Collected data:
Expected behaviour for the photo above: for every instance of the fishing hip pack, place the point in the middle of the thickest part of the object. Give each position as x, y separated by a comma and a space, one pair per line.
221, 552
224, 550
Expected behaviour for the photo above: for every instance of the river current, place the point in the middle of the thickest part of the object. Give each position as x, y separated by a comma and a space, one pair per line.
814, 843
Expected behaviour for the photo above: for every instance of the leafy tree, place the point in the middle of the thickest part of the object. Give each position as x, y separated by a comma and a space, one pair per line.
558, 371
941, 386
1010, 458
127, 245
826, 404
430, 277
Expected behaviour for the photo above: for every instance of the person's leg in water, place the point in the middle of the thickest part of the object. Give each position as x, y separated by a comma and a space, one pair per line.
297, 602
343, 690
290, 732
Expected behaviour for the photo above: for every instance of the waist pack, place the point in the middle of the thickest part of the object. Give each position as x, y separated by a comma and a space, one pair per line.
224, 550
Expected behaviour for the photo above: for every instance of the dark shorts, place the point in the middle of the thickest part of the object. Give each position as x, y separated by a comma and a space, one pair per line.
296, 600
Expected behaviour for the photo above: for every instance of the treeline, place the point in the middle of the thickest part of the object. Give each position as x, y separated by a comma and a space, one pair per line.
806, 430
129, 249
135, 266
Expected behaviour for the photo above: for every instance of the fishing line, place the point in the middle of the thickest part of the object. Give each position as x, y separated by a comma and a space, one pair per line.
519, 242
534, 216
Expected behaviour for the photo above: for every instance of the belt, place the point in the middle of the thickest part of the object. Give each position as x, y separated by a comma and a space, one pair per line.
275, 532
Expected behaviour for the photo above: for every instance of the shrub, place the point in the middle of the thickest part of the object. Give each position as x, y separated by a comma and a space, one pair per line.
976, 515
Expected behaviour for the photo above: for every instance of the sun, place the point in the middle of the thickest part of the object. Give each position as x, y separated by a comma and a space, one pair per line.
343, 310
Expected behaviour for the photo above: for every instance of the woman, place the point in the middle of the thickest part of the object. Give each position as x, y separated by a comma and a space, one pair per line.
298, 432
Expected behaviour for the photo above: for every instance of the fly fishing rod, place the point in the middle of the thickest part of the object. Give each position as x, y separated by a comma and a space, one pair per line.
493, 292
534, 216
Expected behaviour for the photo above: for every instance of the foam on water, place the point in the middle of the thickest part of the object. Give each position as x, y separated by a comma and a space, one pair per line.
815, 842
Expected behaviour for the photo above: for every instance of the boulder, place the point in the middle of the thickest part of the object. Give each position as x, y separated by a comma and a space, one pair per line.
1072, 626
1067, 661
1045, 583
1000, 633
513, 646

STATED GOAL: Copy everything from the line containing "the boulder, place" down to the end of the data, including that line and every line of text in between. Multiply each point coordinate in the answers by 0.5 and round to the nearest whole number, with halves rounded up, leaving all other text unchanged.

SOLUTION TO THE EXERCISE:
Expected behaviour for the photo above: for every instance of the boulder, place the point in the middle of the thickest part of the object. Give each position as x, y separated by a comma and a space, one pair per line.
536, 313
534, 331
523, 292
500, 317
257, 323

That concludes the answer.